- [EXTRACT]
***

Washing dirty laundry in private

Some voices, which belong to the past, resound unambiguously in the present. Sidney Joseph Perelman, the famous American humourist of the venerable New Yorker magazine, fits the bill. In 1955, after he read about Motilal Nehru sending his clothes to a Paris laundry, wrote  “No Starch In The Dhoti, S’il Vous Plait”—a spoof about an enraged Motilal writing to his Parisian dhobi, Pleurniche, accusing him of ruining his clothes and sending a knave to sort it out.

Paris July 18, 1903;

Pandit Motilal Nehru

Allahabad, U.P., India

DEAR PANDIT MOTILAL:

I am desolated beyond words at the pique I sense between the lines in your recent letter, and I affirm to you on my wife’s honour that in the six generations the family has conducted this business, yours is the first complaint we have ever received… Only yesterday, Marcel Proust, an author you will hear more of one of these days, called at our établissement (establishment) to felicitate us in person. The work we do for him is peculiarly exacting; due to his penchant for making notes on his cuffs, we must observe the greatest discretion in selecting which to launder. In fine, our function is as much editorial as sanitary, and he stated unreservedly that he holds our literary judgment in the highest esteem…

Yours cordially,

OCTAVE-HIPPOLYTE PLEURNICHE

Allahabad, U.P:

September 11, 1903

DEAR M. PLEURNICHE:

Spare me, I pray, your turgid rhetoric and bootlicking protestations, and be equally sparing of the bleach you use on my shirts. After a single baptism in your vats, my sky-blue jibbahs faded to a ghastly greenish-white and the fabric evaporates under one’s touch… Five or six days ago, a verminous individual named Champignon arrived here from Pondichéry, asserting that he was your nephew, delegated by you to expedite my household laundry problems. The blend of unction and cheek he displayed, reminiscent of a process server, should have warned me to beware, but, tenderhearted that I am, I obeyed our Brahmin laws of hospitality and permitted him to remain the night. Needless to say, he distinguished himself. After a show of gluttony to dismay Falstaff, he proceeded to regale the dinner table with a disquisition on the art of love, bolstering it with quotations from the Kamasutra so coarse that one of the ladies present fainted dead away… He was gone before daylight, accompanied by a Jaipur enamel necklace of incalculable value and all our spoons….

***

(Saved entries)
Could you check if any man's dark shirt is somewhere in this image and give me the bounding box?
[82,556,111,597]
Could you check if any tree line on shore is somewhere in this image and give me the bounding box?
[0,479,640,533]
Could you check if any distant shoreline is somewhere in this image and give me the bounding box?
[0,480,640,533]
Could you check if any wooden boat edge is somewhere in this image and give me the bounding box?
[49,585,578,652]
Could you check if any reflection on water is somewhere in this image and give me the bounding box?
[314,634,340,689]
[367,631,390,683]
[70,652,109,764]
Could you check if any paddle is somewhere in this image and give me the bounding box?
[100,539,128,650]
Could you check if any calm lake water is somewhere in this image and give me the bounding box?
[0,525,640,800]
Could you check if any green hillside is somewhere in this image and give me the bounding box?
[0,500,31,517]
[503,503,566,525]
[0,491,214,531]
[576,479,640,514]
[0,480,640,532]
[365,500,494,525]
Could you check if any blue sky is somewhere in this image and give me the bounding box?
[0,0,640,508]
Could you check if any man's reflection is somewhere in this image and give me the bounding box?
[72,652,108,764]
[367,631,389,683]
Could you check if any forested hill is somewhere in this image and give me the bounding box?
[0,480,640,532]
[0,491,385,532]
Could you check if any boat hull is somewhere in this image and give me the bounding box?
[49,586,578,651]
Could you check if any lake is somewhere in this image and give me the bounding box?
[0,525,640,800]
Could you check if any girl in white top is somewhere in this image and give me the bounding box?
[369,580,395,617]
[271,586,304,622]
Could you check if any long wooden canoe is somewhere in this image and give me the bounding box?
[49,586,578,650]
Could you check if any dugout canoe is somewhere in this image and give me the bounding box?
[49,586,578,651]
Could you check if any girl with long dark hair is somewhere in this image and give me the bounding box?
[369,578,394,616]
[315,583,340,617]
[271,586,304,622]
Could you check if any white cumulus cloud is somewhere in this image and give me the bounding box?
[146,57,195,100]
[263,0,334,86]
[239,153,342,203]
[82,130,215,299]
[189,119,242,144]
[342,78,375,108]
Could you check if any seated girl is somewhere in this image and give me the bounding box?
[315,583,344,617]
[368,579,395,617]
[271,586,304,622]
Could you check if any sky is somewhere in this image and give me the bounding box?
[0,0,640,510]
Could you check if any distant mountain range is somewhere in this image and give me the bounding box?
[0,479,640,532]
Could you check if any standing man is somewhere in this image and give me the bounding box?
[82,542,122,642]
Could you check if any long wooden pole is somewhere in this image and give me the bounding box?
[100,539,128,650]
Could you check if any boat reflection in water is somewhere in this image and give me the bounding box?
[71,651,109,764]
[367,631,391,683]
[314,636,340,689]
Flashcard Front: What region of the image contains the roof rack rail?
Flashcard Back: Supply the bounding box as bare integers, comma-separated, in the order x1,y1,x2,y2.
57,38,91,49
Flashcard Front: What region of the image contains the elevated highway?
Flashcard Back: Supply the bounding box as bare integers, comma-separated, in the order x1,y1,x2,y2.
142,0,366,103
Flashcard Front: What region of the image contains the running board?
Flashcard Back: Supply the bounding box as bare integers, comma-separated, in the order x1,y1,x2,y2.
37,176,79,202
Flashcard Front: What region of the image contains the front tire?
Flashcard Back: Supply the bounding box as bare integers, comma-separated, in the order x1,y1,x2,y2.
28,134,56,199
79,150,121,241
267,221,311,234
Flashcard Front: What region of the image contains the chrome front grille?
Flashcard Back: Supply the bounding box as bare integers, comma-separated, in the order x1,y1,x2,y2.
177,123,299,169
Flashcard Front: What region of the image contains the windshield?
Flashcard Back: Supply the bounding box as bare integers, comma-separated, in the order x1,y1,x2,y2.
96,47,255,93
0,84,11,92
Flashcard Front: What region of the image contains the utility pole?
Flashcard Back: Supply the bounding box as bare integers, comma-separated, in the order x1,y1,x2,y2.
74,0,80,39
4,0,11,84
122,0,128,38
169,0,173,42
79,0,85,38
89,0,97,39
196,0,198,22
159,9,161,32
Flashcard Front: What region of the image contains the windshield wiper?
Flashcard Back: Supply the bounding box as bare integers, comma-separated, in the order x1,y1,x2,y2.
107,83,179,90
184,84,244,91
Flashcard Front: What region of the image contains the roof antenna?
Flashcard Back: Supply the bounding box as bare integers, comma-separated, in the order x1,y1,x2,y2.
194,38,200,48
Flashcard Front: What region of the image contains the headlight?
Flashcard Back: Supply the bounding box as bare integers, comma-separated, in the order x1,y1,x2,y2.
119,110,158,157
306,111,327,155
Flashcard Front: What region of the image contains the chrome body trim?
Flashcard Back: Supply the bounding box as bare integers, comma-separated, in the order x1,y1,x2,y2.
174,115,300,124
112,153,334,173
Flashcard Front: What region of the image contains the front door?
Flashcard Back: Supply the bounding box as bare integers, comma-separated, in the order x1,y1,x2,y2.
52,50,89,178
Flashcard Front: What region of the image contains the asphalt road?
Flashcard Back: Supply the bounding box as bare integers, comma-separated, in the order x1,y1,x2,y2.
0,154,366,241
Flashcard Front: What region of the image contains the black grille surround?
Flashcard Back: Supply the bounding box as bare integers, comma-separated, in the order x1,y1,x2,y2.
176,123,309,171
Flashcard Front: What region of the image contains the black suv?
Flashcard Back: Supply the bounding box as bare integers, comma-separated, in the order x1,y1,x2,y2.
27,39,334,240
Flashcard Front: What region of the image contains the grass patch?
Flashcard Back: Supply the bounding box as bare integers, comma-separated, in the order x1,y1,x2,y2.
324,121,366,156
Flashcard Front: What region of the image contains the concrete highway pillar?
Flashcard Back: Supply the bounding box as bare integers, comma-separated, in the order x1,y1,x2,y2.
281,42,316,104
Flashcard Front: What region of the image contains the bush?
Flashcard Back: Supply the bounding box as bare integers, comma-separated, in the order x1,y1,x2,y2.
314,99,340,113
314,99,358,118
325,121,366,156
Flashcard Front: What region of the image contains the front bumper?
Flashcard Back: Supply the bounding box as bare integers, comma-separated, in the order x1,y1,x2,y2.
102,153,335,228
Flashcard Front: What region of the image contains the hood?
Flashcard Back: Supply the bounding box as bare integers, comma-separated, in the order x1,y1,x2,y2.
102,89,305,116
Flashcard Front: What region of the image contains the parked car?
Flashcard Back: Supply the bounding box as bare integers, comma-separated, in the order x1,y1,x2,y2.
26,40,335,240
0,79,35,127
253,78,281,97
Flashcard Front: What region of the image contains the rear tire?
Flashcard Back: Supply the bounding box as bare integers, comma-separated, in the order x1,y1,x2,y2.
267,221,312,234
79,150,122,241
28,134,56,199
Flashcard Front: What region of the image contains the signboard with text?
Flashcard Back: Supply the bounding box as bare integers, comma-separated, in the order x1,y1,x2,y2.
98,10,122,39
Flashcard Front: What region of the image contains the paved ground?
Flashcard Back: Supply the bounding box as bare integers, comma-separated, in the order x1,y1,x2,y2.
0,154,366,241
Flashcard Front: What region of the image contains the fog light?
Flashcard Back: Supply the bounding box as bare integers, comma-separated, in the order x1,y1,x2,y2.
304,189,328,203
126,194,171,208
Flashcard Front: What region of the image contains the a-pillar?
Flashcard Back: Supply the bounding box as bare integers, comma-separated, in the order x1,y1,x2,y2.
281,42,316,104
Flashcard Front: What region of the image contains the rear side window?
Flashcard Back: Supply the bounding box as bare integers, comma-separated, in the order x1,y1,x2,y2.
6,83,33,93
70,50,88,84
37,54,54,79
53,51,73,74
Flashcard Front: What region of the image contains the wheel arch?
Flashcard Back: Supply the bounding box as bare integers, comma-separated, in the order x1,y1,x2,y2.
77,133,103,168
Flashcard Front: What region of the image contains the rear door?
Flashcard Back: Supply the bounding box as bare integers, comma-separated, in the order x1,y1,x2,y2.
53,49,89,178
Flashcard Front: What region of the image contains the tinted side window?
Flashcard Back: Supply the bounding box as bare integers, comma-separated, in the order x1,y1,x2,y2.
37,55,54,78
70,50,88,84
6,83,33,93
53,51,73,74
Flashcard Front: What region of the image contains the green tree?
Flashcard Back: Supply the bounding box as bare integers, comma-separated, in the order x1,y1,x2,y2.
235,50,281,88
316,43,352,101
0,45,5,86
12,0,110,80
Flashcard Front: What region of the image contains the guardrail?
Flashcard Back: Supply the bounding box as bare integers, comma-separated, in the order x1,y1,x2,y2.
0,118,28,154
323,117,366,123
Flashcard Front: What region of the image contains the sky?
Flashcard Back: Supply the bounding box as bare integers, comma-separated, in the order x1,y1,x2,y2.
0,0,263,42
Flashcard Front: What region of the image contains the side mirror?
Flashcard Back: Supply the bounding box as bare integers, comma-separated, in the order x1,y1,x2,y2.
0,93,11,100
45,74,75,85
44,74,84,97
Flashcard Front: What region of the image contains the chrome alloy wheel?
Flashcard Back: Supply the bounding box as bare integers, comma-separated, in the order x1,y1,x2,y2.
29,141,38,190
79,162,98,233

***

- [TASK DIRECTIONS]
Answer these questions about the laundry spoof text.
1. In what year did Perelman write the spoof?
2. According to Pleurniche, what habit of Marcel Proust makes the work for him exacting?
3. What did Champignon take with him when he left before daylight?

- [ANSWER BELOW]
1. 1955.
2. Proust makes notes on his cuffs.
3. A Jaipur enamel necklace and all the spoons.